The person who held them hostage, and caused us to fear for such a loss, proclaimed his motive in doing this was to call for the release of Dr. Aafia Siddiqui who was sentenced to 86 years in prison and is serving time in a medical facility for women at Carswell Airforce Base in Fort Worth, Texas. Many people, including myself, believe Dr. Siddiqui’s case is one that demands redress for a variety of reasons which is why my grief was compounded in learning that someone would use this cause to justify wanton violence.
As a vocal supporter of the global Free Dr. Aafia Movement, I feel it is important to be clear in this moment. Ours is a peaceful movement seeking justice using the truth and explicit principles of nonviolence; we unequivocally condemn violence of any kind, and we collectively reject violence done in Dr. Aafia’s name.
We further reject any compounding motives of antisemitism or hatred of any kind. It is necessary to condemn acts of violence done in the name of a nonviolent cause, lest people get a wrong impression that the violence is welcome. It is unequivocally not ok to strike fear and terror into the hearts of anyone, especially innocent civilians.
“I despise this happened but I am grateful for the world to shine a light on them and their community without having to suffer their loss.”

_DATA_

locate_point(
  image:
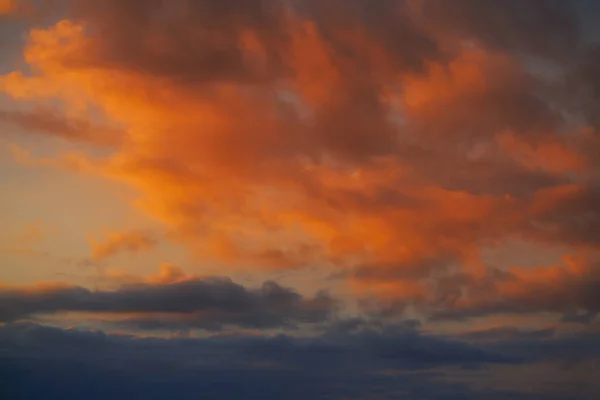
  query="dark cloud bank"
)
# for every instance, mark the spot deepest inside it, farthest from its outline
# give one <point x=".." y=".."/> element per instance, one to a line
<point x="38" y="362"/>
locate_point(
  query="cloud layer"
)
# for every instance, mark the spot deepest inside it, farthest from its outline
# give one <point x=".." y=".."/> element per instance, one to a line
<point x="437" y="159"/>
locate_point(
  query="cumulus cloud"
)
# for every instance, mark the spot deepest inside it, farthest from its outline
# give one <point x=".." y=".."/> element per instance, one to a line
<point x="395" y="141"/>
<point x="165" y="302"/>
<point x="39" y="361"/>
<point x="117" y="242"/>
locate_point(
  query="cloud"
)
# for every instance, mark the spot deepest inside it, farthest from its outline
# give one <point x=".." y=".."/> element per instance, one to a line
<point x="38" y="360"/>
<point x="53" y="123"/>
<point x="570" y="289"/>
<point x="166" y="302"/>
<point x="396" y="142"/>
<point x="118" y="242"/>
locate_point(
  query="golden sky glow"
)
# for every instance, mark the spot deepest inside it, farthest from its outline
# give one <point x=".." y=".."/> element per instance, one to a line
<point x="423" y="160"/>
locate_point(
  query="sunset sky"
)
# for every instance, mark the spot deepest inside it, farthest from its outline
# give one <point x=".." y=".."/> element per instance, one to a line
<point x="300" y="199"/>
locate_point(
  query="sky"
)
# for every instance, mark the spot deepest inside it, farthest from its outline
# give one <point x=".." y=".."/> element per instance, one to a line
<point x="300" y="199"/>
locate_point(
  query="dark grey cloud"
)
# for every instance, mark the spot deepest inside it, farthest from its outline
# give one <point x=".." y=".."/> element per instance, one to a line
<point x="574" y="295"/>
<point x="42" y="362"/>
<point x="207" y="303"/>
<point x="547" y="28"/>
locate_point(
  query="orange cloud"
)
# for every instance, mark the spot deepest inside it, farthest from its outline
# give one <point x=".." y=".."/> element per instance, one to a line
<point x="281" y="138"/>
<point x="117" y="242"/>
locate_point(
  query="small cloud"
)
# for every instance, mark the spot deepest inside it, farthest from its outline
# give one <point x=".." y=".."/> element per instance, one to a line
<point x="122" y="242"/>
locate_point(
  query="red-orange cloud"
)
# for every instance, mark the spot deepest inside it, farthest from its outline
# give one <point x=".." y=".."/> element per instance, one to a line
<point x="392" y="142"/>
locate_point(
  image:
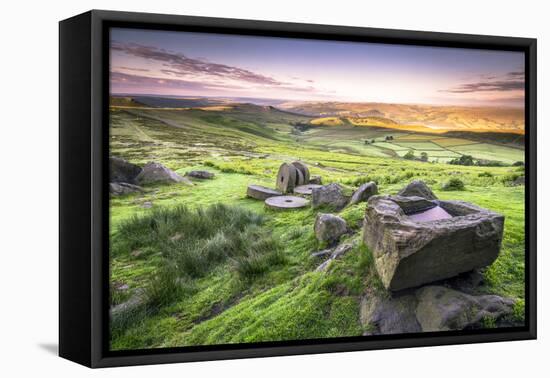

_EXERCISE TASKS_
(1) Copy word for word the passage of the statement on the Free Dr. Aafia Movement starting at "We further reject" and ending at "especially innocent civilians.".
(2) Write a continuation of the statement on the Free Dr. Aafia Movement that picks up after its final sentence.

_EXERCISE ANSWERS_
(1)
We further reject any compounding motives of antisemitism or hatred of any kind. It is necessary to condemn acts of violence done in the name of a nonviolent cause, lest people get a wrong impression that the violence is welcome. It is unequivocally not ok to strike fear and terror into the hearts of anyone, especially innocent civilians.

(2)
Now back to my friends. To understand why this situation means so much to me, you have to really know Charlie and Adena. It’s hard to talk about Charlie without talking about Adena. They have a beautiful love and admiration for one another that they are never shy in proclaiming and one that creates a unique singularity from such a relationship. They approach their work the same way the same way they approach their marriage, completely all-in and all love.
Their interfaith work is not the kind where you gather around and just sing an empty and performative refrain of Kumbaya. It is also not the kind where you mince words to appease people or to garner favorable treatment of those in power. Rather they bring their whole selves to the work and put everything on the table. They are relentless advocates for those in need around the world and of course here at home. They are principled and steadfast on even the most controversial topics that are often the source of tension between the Jewish and Muslim communities. Even if they disagree with you, they both work so hard to understand and try to find the commonalities.
They also know that the real work of interfaith understanding isn’t only done through formal programming, but also on a car ride to an event, in a quiet corner of the room after sharing a meal, or over the phone when tragedy strikes. When I saw my friends and rabbi power-couple fairly regularly, I spent a lot of time asking questions and seeking advice of them.
I remember when I was in my mid twenties, still really green to interfaith work, I would open up these deep conversations with Charlie, me being full of questions and assumptions of course. Charlie would lean forward listening intently to what I had to say and always pausing quietly to reflect before replying with the wisdom of an old sage. He always had a gem of knowledge to share or a kind word of comfort for me that I imagine came in in handy on Saturday as did his chutzpah and natural leadership in the face of fear.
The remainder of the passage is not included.